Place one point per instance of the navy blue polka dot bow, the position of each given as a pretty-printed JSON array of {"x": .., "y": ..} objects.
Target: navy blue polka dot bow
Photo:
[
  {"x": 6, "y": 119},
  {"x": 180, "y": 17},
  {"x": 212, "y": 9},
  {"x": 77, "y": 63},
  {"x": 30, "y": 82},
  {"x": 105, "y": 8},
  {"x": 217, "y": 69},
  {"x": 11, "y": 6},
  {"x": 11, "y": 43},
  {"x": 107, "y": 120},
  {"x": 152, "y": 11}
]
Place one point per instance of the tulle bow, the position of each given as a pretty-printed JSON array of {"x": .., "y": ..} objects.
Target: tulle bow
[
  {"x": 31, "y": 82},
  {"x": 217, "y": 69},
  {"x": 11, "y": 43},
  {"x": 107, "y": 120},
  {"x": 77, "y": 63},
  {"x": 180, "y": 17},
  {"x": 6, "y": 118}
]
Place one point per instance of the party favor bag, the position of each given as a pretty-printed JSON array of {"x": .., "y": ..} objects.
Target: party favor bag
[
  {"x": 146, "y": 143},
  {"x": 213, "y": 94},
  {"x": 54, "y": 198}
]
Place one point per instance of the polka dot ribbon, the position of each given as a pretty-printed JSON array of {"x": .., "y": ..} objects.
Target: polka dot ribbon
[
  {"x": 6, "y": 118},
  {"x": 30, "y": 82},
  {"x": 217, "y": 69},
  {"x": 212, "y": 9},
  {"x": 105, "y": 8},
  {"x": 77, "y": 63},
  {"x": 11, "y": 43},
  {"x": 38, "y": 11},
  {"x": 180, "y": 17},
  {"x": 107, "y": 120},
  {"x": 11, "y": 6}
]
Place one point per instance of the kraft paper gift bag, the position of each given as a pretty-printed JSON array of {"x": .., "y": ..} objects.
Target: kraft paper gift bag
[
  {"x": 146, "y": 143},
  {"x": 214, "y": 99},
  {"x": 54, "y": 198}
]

#####

• **Task directions**
Copy out the material word for word and line for line.

• **Correct output**
Place one point per instance of the navy blue polka dot bow, the position of each given as a pretty-printed JSON array of {"x": .., "y": ..} objects.
Target: navy blue polka dot bow
Photo:
[
  {"x": 6, "y": 119},
  {"x": 180, "y": 17},
  {"x": 212, "y": 9},
  {"x": 77, "y": 63},
  {"x": 30, "y": 82},
  {"x": 105, "y": 8},
  {"x": 217, "y": 69},
  {"x": 11, "y": 6},
  {"x": 11, "y": 43},
  {"x": 107, "y": 120},
  {"x": 152, "y": 11}
]
Place one point per instance of the tulle bow, the position of each given as a pretty-printed JSON array of {"x": .., "y": ..} objects.
Target: tulle bow
[
  {"x": 31, "y": 82},
  {"x": 217, "y": 69},
  {"x": 11, "y": 43},
  {"x": 107, "y": 120},
  {"x": 77, "y": 63},
  {"x": 180, "y": 17},
  {"x": 6, "y": 118}
]
Place one point per instance of the party favor bag, the position of each given as a pretty-printed JSON array of {"x": .., "y": ..} objects.
Target: party favor bag
[
  {"x": 146, "y": 143},
  {"x": 213, "y": 94},
  {"x": 54, "y": 198}
]
Place one point per instance of the polka dot ribbon, the position of each given as a pretty-printed JSON array of {"x": .., "y": ..} objects.
Target: polka dot ribbon
[
  {"x": 6, "y": 118},
  {"x": 30, "y": 82},
  {"x": 217, "y": 69},
  {"x": 212, "y": 9},
  {"x": 105, "y": 8},
  {"x": 77, "y": 63},
  {"x": 11, "y": 43},
  {"x": 38, "y": 11},
  {"x": 180, "y": 17},
  {"x": 107, "y": 120},
  {"x": 11, "y": 6}
]
Place one point per instance of the kraft paper gift bag, the position of each given as a pretty-printed JSON array of {"x": .., "y": ..} objects.
Target: kraft paper gift bag
[
  {"x": 146, "y": 143},
  {"x": 214, "y": 99},
  {"x": 54, "y": 198}
]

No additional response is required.